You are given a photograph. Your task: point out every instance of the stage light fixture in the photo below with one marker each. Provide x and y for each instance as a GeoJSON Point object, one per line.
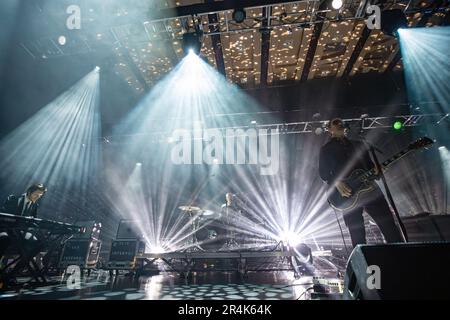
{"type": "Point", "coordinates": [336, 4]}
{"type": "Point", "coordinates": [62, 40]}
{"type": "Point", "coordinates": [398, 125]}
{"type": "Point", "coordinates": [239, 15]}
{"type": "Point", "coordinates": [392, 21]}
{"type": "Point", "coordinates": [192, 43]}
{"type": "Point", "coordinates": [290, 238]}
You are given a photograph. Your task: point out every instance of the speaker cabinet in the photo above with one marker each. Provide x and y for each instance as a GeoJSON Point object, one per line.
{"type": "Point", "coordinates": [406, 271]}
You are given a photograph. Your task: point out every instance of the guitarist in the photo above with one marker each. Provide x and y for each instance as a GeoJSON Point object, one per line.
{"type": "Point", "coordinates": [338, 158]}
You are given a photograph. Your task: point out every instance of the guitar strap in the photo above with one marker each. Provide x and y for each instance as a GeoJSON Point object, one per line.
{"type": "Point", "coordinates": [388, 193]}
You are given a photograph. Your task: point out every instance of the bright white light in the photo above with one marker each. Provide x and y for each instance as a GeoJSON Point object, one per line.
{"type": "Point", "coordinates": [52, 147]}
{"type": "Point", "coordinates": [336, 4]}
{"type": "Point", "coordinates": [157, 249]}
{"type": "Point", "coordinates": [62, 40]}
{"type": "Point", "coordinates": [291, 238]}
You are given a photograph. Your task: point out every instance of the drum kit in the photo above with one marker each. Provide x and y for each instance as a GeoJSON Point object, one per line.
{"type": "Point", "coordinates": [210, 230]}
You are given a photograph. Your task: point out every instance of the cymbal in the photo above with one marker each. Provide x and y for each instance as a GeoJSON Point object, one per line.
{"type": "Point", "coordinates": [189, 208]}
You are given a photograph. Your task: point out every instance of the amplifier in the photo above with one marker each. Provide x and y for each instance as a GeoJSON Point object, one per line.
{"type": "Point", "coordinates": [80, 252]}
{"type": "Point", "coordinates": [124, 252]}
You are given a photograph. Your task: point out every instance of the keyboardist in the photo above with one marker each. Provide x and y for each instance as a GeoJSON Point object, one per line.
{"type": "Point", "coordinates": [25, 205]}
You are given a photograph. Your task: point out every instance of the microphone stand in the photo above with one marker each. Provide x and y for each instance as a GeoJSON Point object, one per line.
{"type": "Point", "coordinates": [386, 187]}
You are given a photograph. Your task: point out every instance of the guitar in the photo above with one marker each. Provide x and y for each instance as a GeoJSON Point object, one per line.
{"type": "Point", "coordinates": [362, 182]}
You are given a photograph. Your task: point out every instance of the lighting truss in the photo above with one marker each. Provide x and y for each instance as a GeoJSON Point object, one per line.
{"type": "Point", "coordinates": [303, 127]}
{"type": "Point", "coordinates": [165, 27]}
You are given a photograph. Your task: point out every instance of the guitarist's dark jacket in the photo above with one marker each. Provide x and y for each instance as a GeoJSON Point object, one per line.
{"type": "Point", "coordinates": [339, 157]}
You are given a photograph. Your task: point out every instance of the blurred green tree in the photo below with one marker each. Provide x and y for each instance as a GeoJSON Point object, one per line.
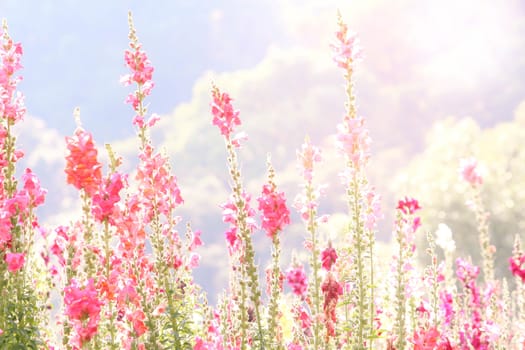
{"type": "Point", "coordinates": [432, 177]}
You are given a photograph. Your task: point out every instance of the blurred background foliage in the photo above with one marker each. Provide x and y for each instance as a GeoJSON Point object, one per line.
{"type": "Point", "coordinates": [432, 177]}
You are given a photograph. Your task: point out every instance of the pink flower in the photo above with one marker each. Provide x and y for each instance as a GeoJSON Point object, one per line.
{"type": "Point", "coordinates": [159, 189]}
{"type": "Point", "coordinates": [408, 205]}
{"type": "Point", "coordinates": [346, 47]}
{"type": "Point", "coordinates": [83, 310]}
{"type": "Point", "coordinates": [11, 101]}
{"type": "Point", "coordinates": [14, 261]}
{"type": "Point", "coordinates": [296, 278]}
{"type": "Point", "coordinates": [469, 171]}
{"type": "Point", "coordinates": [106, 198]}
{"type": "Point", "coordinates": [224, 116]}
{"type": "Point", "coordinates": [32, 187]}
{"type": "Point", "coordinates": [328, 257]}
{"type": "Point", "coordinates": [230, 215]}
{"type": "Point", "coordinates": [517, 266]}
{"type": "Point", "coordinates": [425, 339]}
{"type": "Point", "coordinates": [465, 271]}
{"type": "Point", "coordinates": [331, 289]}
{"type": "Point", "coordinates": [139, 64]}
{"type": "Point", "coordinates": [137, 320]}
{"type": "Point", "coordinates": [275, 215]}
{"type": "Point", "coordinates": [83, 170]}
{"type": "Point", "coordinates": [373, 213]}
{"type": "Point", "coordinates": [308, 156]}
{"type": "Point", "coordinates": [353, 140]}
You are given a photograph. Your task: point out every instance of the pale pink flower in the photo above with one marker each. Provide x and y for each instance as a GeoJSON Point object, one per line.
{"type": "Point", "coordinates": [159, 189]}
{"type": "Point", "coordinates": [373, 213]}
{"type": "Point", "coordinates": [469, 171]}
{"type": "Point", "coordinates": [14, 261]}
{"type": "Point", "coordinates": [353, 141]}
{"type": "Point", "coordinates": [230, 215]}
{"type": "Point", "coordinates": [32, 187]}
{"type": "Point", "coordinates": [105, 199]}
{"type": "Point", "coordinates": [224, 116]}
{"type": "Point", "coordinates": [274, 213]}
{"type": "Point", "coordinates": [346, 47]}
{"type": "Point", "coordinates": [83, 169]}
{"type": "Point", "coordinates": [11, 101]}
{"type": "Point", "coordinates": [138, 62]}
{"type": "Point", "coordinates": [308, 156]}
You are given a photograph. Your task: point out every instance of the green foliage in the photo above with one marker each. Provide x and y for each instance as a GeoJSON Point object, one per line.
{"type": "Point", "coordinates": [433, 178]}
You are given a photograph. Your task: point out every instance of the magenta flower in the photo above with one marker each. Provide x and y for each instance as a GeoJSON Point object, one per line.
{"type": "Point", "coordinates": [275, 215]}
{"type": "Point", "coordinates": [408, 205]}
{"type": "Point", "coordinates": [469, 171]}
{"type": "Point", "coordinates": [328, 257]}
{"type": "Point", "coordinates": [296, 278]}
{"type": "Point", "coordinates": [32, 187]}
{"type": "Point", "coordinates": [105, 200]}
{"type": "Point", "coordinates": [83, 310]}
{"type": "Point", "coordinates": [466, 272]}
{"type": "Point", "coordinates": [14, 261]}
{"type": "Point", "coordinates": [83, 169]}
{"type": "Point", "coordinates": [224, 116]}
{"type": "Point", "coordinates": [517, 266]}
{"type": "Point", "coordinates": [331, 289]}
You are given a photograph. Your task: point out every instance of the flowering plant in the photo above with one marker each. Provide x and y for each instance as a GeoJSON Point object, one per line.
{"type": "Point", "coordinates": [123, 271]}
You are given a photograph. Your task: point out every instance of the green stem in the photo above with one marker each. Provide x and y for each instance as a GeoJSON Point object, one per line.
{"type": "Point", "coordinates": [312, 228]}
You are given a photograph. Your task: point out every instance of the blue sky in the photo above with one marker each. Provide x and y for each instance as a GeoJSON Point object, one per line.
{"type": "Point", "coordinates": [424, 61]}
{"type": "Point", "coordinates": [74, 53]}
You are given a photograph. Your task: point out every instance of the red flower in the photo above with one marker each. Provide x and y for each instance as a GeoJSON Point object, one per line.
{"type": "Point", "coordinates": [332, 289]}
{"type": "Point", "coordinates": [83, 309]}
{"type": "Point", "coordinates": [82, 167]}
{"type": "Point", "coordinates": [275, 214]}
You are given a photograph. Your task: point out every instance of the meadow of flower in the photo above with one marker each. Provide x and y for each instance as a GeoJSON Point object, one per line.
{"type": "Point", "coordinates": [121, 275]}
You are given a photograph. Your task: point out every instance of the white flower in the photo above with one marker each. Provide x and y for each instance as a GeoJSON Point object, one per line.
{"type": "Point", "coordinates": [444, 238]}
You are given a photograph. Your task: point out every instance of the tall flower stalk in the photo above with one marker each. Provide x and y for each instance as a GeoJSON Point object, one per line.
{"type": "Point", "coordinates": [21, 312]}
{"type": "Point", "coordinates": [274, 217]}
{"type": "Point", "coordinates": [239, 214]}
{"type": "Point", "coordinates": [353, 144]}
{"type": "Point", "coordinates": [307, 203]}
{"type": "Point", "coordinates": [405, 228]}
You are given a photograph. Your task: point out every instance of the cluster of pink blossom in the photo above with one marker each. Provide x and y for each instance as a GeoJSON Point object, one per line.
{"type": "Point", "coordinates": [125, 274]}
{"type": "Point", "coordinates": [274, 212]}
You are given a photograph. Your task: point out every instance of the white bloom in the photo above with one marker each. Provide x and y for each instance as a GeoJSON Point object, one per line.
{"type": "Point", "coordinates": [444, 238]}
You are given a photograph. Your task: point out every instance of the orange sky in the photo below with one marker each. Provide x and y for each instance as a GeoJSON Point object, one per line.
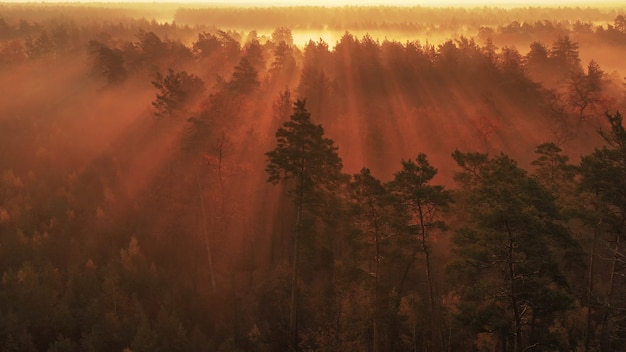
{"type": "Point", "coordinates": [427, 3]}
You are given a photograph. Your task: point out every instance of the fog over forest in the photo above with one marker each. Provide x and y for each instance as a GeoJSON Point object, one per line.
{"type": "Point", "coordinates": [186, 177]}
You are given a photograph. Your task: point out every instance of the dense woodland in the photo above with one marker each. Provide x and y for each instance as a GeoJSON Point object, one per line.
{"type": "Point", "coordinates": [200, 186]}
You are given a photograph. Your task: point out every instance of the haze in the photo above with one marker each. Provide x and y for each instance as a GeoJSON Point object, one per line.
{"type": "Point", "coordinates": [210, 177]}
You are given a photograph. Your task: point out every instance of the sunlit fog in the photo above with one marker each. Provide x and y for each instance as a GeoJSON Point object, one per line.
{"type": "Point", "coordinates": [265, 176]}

* * * * * * * * *

### Action item
Copy exactly what appears from the line holding "of the cluster" to the end of the material, keeping both end lines. Pictures are not part of the copy.

### Response to the task
You are given a photograph. Your task: point out every instance of the cluster of pink blossom in the photo above with one marker each. Provide x and y for each instance as a GeoJSON Point object, one per line.
{"type": "Point", "coordinates": [125, 274]}
{"type": "Point", "coordinates": [274, 212]}
You are given a photograph. Your task: point out every instance of the white bloom in the photo above with one marker each. Provide x and y for each instance as a GeoJSON Point object, one per line.
{"type": "Point", "coordinates": [444, 238]}
You are given a photograph. Your task: point out every instance of the orange sky in the photo below with one marker each. Provide x and y for each instance as a GeoJSON Point object, one per line.
{"type": "Point", "coordinates": [427, 3]}
You are given a photograph. Your task: point out every instance of the fog over forest in the photo above with one marker each. Provide x and y for each instance as a GeoJSON Point object, one per line.
{"type": "Point", "coordinates": [186, 177]}
You are given a photograph. Your task: point out every instance of the dense woodland in the photo above with one marker each. Provide x and y for each instance as a GeoJSON Point object, one per line.
{"type": "Point", "coordinates": [200, 186]}
You are given a photograph. Your task: point out every instance of the haze in the photo above with one marker each. Provide x and y for each instance as a GeoJSON Point object, one per line.
{"type": "Point", "coordinates": [210, 177]}
You are given a photograph. Your task: point out every instance of the sunlit fog in the photo above with one marker each. Provide x and y for each instance as a GeoJSON Point object, one per line.
{"type": "Point", "coordinates": [265, 176]}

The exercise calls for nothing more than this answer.